§ **Activity**:
Could you set down the lines from the first line of the entries below through the line with "Target: white thobe", exactly and with no pictures?

§ **Source data**:

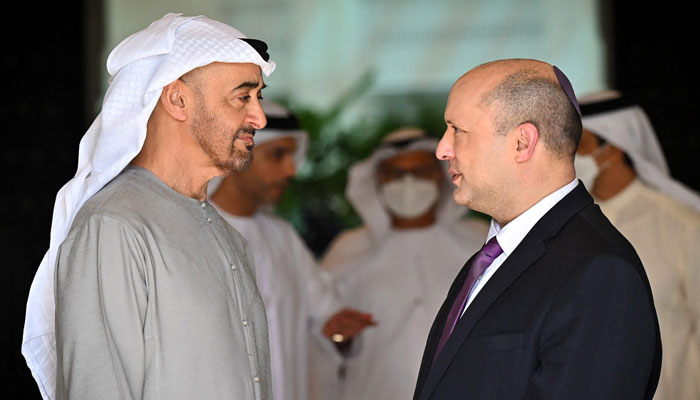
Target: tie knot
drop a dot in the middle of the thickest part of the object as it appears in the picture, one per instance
(492, 249)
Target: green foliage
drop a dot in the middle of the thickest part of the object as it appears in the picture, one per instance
(315, 201)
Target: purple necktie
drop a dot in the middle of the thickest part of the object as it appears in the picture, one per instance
(483, 259)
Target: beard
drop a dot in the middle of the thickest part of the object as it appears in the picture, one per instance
(211, 135)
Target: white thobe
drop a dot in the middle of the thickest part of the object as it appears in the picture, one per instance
(297, 294)
(666, 235)
(402, 283)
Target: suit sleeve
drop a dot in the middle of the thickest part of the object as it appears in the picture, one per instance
(101, 298)
(600, 336)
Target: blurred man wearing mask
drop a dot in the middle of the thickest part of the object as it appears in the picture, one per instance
(621, 163)
(390, 266)
(298, 297)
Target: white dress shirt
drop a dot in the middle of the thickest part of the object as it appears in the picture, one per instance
(510, 236)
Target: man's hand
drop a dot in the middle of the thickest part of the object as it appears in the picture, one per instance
(346, 324)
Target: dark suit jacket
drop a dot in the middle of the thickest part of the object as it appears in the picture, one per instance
(568, 315)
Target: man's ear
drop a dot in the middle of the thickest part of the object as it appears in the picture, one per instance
(527, 136)
(176, 99)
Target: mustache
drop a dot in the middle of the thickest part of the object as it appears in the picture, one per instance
(245, 130)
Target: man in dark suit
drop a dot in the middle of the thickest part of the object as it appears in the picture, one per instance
(557, 304)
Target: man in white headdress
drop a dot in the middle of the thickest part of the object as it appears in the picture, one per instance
(400, 263)
(298, 295)
(155, 294)
(621, 163)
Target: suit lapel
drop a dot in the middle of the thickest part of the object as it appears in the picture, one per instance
(439, 324)
(531, 248)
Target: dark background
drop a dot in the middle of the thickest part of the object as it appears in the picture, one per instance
(49, 77)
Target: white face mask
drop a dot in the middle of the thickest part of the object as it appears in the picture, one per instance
(409, 197)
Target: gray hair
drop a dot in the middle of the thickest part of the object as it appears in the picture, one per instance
(526, 96)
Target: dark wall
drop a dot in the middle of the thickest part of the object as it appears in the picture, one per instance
(48, 75)
(43, 116)
(652, 44)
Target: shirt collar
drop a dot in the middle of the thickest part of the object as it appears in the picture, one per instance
(510, 236)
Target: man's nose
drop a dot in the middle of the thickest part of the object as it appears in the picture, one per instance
(256, 117)
(445, 151)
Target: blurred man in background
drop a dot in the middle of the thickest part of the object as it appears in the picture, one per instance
(299, 300)
(399, 264)
(622, 165)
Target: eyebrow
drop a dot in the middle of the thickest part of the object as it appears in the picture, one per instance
(250, 85)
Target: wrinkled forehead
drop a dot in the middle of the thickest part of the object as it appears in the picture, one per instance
(409, 159)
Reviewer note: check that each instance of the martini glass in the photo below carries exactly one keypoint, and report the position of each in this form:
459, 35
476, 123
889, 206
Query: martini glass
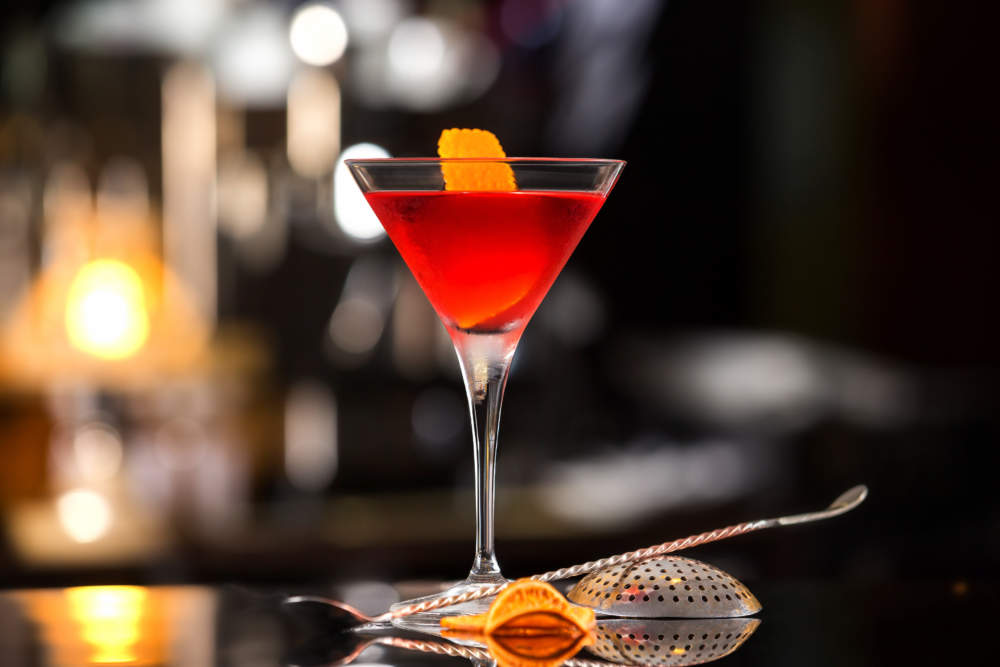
485, 260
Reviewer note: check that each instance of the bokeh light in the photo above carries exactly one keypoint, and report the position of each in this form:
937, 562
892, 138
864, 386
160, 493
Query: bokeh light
85, 515
318, 34
106, 310
109, 617
353, 214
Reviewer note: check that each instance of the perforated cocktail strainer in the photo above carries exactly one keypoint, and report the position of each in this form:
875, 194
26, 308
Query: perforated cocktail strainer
665, 587
673, 642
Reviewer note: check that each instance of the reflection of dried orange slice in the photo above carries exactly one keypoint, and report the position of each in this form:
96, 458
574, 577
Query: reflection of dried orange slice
477, 176
527, 608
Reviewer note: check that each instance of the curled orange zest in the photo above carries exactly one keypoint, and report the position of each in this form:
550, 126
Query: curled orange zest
475, 176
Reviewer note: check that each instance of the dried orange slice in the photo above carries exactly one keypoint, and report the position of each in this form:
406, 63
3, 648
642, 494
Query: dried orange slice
476, 176
527, 608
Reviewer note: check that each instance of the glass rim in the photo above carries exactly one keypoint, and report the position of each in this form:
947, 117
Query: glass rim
507, 160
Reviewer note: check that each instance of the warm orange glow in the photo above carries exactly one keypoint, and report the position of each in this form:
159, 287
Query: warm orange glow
85, 515
106, 312
109, 618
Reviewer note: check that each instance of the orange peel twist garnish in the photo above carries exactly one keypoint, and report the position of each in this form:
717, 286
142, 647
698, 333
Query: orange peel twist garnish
475, 176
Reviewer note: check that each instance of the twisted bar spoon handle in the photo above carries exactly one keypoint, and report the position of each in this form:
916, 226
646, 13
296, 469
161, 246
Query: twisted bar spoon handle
845, 502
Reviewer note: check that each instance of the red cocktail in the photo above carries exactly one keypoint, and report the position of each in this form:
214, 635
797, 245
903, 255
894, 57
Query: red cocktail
485, 259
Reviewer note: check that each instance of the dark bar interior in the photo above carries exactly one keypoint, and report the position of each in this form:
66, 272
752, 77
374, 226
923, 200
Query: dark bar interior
221, 385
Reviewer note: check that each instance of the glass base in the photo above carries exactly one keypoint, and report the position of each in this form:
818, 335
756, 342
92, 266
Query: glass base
430, 621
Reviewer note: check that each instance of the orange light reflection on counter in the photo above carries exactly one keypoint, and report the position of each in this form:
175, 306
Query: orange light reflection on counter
109, 617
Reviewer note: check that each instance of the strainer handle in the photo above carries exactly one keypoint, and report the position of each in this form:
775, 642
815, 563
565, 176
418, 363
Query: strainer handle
583, 568
656, 550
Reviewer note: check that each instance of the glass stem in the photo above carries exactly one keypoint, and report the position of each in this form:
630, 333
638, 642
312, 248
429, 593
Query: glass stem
485, 361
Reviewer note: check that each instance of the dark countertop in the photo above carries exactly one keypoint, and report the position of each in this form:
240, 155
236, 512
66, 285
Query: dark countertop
928, 621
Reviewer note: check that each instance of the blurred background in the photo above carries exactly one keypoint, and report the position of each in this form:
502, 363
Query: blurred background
215, 367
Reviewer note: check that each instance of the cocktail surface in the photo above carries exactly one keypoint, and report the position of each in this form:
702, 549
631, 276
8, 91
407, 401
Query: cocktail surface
485, 259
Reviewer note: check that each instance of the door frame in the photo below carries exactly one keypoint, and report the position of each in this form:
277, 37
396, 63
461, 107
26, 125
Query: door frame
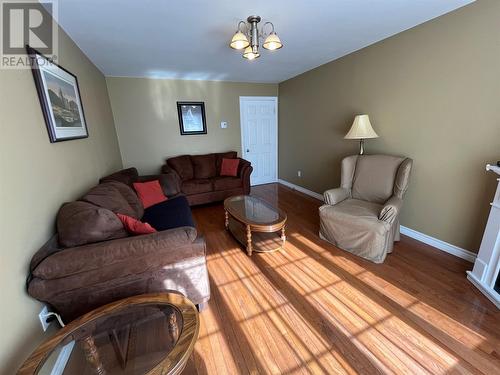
273, 99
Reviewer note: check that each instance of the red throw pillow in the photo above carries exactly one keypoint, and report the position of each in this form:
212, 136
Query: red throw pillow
134, 226
150, 193
229, 167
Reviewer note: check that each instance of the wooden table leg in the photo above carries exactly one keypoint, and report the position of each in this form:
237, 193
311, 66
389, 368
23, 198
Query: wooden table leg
92, 355
173, 328
249, 241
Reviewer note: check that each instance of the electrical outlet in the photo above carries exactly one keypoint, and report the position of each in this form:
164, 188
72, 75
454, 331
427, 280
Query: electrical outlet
44, 314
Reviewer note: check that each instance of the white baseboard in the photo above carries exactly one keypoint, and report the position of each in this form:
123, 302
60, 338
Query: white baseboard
488, 292
434, 242
439, 244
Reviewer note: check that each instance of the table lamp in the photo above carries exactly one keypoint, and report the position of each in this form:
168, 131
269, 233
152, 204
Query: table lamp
361, 129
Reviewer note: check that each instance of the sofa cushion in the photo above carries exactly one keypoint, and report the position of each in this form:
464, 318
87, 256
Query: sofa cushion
196, 186
183, 166
134, 226
204, 166
80, 223
223, 155
125, 176
374, 177
109, 195
169, 182
149, 192
170, 214
131, 197
227, 183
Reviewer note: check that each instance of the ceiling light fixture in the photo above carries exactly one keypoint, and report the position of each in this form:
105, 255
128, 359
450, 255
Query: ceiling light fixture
248, 36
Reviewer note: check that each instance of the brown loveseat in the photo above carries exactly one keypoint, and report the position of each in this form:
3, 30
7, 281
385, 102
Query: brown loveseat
93, 261
199, 177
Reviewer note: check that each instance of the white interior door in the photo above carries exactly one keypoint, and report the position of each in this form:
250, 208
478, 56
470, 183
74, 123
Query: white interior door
259, 136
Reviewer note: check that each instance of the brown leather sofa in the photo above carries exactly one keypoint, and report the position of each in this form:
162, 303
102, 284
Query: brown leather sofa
198, 177
93, 261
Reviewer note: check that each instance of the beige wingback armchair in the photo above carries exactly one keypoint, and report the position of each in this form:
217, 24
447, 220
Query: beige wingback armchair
362, 216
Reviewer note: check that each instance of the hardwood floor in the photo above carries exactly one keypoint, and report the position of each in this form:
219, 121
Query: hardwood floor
316, 309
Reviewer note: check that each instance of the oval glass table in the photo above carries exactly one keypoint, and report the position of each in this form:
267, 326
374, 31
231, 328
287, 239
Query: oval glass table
253, 222
145, 334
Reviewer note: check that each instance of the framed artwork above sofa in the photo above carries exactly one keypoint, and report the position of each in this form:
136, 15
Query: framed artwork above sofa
192, 118
60, 99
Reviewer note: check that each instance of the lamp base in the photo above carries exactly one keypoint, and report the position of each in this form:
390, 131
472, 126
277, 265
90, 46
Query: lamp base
361, 146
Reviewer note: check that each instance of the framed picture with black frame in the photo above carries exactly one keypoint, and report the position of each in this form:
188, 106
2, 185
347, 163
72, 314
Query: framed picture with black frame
192, 118
60, 98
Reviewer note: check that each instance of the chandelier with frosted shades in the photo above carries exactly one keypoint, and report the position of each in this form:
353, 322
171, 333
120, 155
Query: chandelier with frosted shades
248, 36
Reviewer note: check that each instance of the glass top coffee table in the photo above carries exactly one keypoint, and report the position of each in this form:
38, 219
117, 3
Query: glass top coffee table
146, 334
253, 222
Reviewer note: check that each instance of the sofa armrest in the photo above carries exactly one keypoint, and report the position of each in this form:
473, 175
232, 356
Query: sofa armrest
334, 196
170, 182
95, 256
391, 209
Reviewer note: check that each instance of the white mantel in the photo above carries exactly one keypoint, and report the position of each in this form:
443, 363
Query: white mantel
487, 264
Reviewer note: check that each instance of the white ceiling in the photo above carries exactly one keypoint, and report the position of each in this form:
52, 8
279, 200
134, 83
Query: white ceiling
188, 39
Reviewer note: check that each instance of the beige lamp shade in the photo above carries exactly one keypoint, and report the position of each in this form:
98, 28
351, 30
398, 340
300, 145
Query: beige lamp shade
361, 128
272, 42
239, 41
249, 54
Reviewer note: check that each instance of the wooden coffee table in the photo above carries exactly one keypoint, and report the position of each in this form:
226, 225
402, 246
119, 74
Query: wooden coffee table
253, 222
146, 334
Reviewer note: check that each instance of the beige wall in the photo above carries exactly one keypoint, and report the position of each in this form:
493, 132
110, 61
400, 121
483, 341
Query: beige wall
145, 114
433, 94
36, 178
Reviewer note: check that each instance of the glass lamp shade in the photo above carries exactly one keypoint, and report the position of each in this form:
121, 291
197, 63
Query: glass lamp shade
249, 54
239, 41
272, 42
361, 128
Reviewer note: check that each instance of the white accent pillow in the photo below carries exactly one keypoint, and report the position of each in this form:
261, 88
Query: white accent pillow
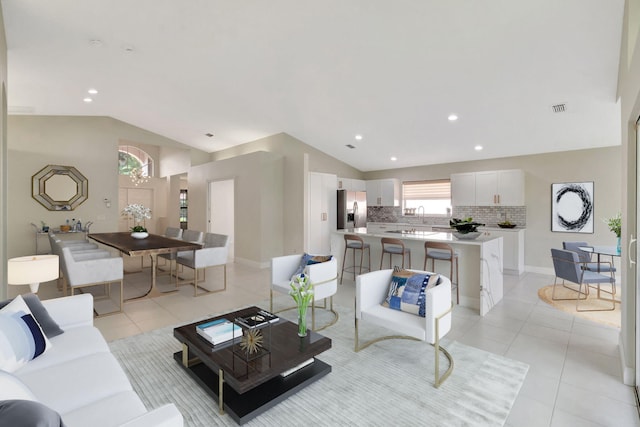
21, 337
12, 388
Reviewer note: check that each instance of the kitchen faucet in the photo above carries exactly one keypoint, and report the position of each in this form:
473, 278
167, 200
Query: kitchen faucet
421, 207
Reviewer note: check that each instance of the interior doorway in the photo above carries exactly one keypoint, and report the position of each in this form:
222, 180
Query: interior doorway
222, 211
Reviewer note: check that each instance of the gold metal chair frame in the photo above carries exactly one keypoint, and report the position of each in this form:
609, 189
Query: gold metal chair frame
336, 316
438, 378
107, 295
586, 290
195, 280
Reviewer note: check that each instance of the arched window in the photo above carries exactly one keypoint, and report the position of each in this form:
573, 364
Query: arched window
134, 161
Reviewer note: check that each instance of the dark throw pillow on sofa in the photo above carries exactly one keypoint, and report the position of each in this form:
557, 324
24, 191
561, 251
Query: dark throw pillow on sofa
407, 291
48, 325
28, 413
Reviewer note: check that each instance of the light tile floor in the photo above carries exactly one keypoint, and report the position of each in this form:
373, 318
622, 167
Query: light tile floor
574, 376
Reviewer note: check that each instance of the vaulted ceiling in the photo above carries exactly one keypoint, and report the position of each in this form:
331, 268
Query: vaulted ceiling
326, 71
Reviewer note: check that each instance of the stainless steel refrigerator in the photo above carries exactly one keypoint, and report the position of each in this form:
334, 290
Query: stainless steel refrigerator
352, 209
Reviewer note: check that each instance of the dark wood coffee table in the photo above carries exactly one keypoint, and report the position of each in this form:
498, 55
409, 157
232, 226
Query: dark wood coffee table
246, 393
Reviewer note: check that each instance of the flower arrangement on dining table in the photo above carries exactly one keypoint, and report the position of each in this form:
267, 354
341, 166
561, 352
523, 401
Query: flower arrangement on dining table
302, 293
139, 214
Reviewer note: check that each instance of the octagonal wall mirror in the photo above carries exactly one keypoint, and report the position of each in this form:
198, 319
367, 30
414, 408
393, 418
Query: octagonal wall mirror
59, 188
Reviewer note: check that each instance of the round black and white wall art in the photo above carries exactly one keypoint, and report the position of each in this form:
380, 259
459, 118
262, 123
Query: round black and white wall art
572, 207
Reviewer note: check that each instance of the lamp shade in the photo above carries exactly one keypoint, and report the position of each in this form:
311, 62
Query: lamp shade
32, 270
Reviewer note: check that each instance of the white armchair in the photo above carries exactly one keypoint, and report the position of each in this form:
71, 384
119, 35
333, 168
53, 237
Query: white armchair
372, 289
323, 276
214, 253
91, 272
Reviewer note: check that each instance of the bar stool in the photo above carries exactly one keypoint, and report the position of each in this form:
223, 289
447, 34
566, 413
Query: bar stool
352, 241
443, 252
394, 247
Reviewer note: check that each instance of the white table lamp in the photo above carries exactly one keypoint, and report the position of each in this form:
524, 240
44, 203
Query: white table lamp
32, 270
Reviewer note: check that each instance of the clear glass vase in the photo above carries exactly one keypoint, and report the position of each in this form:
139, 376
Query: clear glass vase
302, 321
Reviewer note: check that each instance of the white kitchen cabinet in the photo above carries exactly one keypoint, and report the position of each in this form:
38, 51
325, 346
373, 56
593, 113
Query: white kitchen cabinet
383, 192
488, 188
351, 184
463, 189
322, 219
500, 188
513, 252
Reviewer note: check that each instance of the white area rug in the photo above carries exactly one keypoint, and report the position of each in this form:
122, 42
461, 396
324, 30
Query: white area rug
389, 383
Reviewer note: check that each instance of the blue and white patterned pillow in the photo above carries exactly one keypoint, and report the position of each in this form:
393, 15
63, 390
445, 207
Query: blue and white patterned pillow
309, 260
21, 337
407, 291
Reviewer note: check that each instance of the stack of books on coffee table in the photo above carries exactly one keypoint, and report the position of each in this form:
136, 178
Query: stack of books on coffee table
219, 331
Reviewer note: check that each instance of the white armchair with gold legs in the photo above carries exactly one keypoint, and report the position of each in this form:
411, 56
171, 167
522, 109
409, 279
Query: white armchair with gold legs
214, 253
371, 291
91, 272
322, 275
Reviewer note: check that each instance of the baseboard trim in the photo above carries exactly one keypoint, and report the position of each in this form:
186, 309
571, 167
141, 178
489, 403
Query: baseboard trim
252, 263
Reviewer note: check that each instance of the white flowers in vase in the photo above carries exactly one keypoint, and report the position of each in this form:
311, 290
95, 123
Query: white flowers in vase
139, 214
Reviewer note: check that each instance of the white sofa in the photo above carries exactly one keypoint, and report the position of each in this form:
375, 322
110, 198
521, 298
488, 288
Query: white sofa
79, 378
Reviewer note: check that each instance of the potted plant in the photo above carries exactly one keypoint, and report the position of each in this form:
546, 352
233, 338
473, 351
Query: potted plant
615, 224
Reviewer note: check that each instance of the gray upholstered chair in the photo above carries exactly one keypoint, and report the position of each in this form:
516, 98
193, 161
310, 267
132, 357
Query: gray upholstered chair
372, 289
568, 267
172, 233
214, 253
323, 276
91, 272
440, 251
585, 257
355, 243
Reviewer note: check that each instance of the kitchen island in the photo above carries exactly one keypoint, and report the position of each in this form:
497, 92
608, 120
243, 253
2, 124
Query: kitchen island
481, 260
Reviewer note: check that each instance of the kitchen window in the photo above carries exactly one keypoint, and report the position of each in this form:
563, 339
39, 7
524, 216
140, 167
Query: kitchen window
434, 196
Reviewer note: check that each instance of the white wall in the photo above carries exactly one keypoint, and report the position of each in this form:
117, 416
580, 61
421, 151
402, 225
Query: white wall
3, 158
259, 223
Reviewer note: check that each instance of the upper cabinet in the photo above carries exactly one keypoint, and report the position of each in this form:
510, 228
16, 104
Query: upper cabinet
383, 192
351, 184
489, 188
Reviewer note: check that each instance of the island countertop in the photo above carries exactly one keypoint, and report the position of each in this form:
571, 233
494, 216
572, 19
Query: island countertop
480, 279
425, 236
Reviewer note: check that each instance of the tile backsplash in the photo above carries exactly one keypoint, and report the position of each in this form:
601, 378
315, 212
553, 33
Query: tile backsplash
490, 215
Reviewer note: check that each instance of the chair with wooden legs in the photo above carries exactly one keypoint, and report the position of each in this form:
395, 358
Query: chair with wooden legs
355, 243
438, 251
394, 247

§ **Solution for this exercise**:
Target: tie knot
drop a dot in the middle of the thickest part of the object as it appears in the picture, one per instance
(492, 249)
Target: green foliage
drop a dot in the middle of the thickest part of the object as it appears in the picture, one per instance
(315, 201)
Target: purple necktie
drop a dot in the middle of the thickest part of the object as it appears in the picture, one per instance
(483, 259)
Target: beard
drop a dot in the middle of the thickest part of the object as it appears in the picture, one per instance
(211, 135)
Target: white thobe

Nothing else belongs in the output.